### [Texte à analyser]
· · · ·
Cinéma-monde en français La Nuit des Rois de Philippe Lacôte
Publiée par Alain Chedeville
Publiée le
La ressource en bref
Niveaux : A2, B1, B2, C1, C2
Cinéma-monde en français
La Nuit des Rois de Philippe Lacôte
Un titre shakespearien pour un récit qui semble tiré des Mille et une nuits : raconter une histoire pour ainsi sauver sa vie. Ceci dans le cadre de la plus grande prison d’Abidjan, la MACA, implantée au beau milieu de la forêt.
Un très jeune délinquant arrive un jour dans cette maison d’arrêt surpeuplée, gérée par les propres détenus et gouverné par l’un d’eux, le Dangôro, surnommé Barbe Noire, affaibli par la maladie et dont le pouvoir est contesté par des chefs de bande plus jeunes que lui.
L’arrivée du nouveau détenu ainsi que l’apparition dans le ciel de la lune rouge, c’est là que la magie et les vieilles traditions font leur apparition dans le film, vont permettre au Dangôro d’obtenir un sursis. Le jeune homme deviendra le « Roman » et devra captiver les autres prisonniers durant toute une nuit avec une histoire. Un Shéhérazade en milieu carcéral.
Intimidé d’abord, puis gagnant en assurance à mesure qu’il réussit à captiver son auditoire, le conteur se lance dans un récit où se mêlent la vie d’un chef de gang, Zama King, qui trouve la mort lynché par une population lasse de ses exactions, et les légendes et les traditions les plus anciennes.
Autour de lui, une foule de reclus s’agite au rythme de l’histoire, chante, danse, rugit a l’instar d’un chœur antique. Une foule chauffée à blanc que le moindre incident pourrait faire exploser. Au milieu de cette foule hétéroclite, nous reconnaissons l’acteur français Denis Lavant, déambulant, un poulet juché sur son épaule.
Philippe Lacôte, réalisateur de l’excellente série documentaire Les Routes de l’Esclavage, filme au plus près ces corps en tension, ces visages hallucinés, cette violence souterraine, d’un regard plein d’humanité.
La Nuit des Rois nous montre, sans ambigüités mais avec une grande charge poétique, cette Côte d’Ivoire où se côtoient les traditions et la magie ancestrales et la plus dure violence de l’actualité.
Comme, sauf quelques expressions en « nouchi », l’argot ivoirien, le film est parlé entièrement en français, ilo me semble être une belle occasion de faire découvrir à nos apprenants un cinéma et une culture qui s’expriment dans cette langue. Une manière d’entrer en contact avec ce que l’on pourrait appeler la culture-monde en français, une culture où la langue de Molière et de Descartes prend des couleurs et des sonorités différentes selon le pays où elle se trouve, couleurs et sonorités qui l’enrichissent malgré ce que considèrent certains rétrogrades.
· · · ·
### [Entrées enregistrées]
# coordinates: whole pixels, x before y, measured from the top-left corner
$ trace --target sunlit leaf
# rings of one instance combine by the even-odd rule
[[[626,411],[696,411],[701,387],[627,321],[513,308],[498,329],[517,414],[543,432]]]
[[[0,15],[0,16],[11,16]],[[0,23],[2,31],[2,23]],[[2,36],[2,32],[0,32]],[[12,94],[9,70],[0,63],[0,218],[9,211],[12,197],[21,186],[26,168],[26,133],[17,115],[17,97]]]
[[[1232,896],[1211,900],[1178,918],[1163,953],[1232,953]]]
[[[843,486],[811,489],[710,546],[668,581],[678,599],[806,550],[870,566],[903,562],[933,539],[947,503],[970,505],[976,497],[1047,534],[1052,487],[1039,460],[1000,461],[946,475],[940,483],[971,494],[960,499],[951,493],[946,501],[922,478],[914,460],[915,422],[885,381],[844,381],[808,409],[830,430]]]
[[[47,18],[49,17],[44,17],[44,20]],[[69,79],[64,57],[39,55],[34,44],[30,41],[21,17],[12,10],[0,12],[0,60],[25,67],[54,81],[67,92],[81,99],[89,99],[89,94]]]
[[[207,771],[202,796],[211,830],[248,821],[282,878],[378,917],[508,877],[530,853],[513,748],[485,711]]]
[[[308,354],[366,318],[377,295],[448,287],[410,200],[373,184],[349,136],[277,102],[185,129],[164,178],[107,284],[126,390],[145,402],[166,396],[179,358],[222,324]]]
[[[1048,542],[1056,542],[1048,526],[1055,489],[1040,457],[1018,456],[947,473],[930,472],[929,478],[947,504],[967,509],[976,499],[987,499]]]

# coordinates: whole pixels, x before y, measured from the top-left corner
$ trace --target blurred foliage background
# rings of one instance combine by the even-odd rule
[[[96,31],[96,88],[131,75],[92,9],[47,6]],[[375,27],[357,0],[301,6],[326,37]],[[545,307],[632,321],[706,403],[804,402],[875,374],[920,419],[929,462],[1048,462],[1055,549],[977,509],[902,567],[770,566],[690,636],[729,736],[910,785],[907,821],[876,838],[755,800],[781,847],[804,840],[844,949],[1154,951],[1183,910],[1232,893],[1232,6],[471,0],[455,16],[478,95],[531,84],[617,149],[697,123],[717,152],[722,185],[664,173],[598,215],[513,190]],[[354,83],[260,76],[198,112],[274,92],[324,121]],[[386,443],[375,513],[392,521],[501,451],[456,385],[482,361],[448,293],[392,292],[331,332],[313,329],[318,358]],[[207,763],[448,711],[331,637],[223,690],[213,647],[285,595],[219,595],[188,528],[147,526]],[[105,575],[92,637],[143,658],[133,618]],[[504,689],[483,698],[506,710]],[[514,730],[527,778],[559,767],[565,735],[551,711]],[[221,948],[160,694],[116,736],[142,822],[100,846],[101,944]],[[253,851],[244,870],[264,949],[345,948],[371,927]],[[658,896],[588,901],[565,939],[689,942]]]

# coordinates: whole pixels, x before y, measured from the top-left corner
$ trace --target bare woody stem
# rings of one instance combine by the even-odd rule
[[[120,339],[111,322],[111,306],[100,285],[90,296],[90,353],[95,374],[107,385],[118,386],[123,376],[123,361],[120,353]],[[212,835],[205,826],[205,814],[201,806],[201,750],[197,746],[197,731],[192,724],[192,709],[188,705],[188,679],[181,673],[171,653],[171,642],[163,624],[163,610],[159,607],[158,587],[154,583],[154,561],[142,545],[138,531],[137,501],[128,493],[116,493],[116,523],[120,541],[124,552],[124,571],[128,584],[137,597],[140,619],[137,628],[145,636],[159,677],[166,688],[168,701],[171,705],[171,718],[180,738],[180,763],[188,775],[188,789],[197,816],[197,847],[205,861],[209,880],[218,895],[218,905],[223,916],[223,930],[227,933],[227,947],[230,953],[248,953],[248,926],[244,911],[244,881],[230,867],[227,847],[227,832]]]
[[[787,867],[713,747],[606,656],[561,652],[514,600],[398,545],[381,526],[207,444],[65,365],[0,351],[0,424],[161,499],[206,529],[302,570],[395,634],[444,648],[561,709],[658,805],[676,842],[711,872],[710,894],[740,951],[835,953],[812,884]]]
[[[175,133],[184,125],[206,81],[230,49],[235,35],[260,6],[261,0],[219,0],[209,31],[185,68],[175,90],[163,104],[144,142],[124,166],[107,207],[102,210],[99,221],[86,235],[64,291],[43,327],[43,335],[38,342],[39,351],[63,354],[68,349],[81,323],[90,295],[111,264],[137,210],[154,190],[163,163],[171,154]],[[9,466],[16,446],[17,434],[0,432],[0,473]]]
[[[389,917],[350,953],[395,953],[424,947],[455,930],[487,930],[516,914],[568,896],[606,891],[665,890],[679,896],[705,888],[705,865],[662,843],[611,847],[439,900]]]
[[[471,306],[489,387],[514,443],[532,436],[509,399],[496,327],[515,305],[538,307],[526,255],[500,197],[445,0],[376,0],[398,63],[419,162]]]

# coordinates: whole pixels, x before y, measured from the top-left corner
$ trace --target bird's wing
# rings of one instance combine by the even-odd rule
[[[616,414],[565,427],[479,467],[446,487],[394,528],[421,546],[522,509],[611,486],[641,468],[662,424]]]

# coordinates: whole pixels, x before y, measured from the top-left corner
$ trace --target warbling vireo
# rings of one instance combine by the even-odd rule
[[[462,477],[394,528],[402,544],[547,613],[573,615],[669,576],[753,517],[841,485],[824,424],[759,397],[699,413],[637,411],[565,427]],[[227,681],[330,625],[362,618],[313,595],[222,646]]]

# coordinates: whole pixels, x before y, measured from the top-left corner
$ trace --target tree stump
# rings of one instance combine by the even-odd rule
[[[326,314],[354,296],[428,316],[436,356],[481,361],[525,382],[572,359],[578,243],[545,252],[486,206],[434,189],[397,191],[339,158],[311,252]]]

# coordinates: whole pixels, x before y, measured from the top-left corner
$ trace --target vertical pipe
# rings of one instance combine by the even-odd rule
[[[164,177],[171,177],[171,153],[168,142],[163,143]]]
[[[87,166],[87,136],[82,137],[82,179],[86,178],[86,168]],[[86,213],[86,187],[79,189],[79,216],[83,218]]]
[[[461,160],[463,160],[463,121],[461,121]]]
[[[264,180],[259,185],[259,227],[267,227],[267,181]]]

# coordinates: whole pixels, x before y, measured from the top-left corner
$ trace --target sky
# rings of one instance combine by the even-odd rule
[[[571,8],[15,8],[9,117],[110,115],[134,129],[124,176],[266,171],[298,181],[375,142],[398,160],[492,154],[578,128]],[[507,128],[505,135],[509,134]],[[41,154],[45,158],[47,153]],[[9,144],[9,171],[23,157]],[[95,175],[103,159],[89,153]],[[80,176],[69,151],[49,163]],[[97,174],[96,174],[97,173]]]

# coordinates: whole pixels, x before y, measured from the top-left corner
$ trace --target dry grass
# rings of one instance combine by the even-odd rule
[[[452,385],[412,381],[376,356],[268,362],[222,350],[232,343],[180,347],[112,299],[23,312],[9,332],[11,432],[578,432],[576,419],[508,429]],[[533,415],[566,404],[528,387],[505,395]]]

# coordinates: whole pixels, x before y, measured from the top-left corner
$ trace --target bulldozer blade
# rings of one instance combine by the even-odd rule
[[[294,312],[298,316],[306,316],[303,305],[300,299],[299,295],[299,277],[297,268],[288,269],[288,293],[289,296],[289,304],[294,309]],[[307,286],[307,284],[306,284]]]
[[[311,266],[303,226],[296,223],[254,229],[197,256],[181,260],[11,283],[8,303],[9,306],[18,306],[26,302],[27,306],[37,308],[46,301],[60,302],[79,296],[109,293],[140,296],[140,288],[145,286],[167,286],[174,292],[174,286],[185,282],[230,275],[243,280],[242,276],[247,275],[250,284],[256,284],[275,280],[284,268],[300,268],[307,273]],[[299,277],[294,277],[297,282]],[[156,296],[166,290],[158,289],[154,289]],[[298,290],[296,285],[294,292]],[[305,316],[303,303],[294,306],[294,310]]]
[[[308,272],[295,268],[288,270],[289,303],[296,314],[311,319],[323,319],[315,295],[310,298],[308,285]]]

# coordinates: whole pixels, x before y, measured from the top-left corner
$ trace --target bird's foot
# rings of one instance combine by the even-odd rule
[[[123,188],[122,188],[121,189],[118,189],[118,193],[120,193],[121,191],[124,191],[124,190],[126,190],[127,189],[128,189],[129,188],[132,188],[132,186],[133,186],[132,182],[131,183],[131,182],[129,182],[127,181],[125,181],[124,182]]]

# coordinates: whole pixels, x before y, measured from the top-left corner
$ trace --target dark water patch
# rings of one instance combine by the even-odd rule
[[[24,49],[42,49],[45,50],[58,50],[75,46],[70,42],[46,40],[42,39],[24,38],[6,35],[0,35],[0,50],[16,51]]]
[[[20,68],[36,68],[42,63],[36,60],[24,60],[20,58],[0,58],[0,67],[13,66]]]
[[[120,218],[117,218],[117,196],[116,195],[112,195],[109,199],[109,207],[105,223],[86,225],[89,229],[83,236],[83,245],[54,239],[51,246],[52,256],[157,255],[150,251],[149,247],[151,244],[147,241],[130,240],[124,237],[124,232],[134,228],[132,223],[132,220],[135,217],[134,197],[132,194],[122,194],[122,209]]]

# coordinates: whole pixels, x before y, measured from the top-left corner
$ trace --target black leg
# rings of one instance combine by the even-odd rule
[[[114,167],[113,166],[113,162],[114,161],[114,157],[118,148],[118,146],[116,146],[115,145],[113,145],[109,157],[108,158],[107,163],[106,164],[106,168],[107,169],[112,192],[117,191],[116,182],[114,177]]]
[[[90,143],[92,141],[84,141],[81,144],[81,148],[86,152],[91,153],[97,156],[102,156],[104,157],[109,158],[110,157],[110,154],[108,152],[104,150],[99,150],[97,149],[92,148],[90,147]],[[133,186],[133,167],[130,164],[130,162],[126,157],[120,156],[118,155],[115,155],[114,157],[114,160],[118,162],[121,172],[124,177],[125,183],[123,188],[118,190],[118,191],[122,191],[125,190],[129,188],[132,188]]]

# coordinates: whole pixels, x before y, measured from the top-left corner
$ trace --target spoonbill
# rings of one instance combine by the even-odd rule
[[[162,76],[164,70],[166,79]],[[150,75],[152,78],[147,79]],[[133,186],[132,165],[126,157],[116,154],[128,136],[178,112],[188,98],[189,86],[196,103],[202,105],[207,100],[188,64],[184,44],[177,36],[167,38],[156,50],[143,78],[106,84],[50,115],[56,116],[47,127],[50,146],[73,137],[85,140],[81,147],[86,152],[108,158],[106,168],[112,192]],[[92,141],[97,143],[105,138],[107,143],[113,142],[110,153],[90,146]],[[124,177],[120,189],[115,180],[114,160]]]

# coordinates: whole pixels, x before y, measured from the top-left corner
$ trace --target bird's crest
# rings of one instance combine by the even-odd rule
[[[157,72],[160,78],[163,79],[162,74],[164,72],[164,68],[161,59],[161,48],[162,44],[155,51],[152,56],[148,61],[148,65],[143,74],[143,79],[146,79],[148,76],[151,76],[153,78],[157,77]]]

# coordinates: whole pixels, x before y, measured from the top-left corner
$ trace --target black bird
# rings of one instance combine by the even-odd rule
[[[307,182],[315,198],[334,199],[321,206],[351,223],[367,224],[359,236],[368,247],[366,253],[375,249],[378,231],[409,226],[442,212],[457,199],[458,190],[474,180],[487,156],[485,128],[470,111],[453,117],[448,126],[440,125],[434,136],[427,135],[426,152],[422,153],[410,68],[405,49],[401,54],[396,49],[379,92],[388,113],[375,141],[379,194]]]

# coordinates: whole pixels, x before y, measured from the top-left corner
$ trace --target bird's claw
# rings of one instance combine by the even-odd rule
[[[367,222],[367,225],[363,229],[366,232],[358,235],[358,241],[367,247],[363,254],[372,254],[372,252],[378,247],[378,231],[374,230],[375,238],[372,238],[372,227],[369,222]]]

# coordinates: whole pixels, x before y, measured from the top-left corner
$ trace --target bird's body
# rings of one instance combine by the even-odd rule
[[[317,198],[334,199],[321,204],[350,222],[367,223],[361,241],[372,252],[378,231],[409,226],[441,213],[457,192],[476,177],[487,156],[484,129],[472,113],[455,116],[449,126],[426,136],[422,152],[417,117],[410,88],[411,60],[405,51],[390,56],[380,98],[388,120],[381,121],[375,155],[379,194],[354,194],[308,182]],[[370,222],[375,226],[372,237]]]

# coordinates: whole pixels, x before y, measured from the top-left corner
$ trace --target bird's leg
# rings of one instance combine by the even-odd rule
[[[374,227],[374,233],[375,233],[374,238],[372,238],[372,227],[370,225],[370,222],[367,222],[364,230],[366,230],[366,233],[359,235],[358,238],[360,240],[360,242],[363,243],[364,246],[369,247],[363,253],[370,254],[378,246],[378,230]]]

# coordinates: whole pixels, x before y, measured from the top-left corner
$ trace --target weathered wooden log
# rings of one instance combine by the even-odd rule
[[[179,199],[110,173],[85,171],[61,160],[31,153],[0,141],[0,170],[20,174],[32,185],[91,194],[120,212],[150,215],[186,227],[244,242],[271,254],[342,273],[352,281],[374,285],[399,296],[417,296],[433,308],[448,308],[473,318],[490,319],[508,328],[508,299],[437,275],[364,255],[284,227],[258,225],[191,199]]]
· · · ·
### [Exercices]
(a) Dans le texte sur La Nuit des Rois, quel est le surnom du Dangôro ?
(b) Recopiez fidèlement le passage du texte sur La Nuit des Rois qui commence par les mots contenant « Philippe Lacôte, réalisateur » et s'achève sur « violence de l’actualité. ».
(c) Relevez tous les niveaux indiqués dans le texte sur La Nuit des Rois.

### [Réponses attendues]
(a) Barbe Noire

(b)
Philippe Lacôte, réalisateur de l’excellente série documentaire Les Routes de l’Esclavage, filme au plus près ces corps en tension, ces visages hallucinés, cette violence souterraine, d’un regard plein d’humanité.
La Nuit des Rois nous montre, sans ambigüités mais avec une grande charge poétique, cette Côte d’Ivoire où se côtoient les traditions et la magie ancestrales et la plus dure violence de l’actualité.

(c) A2, B1, B2, C1, C2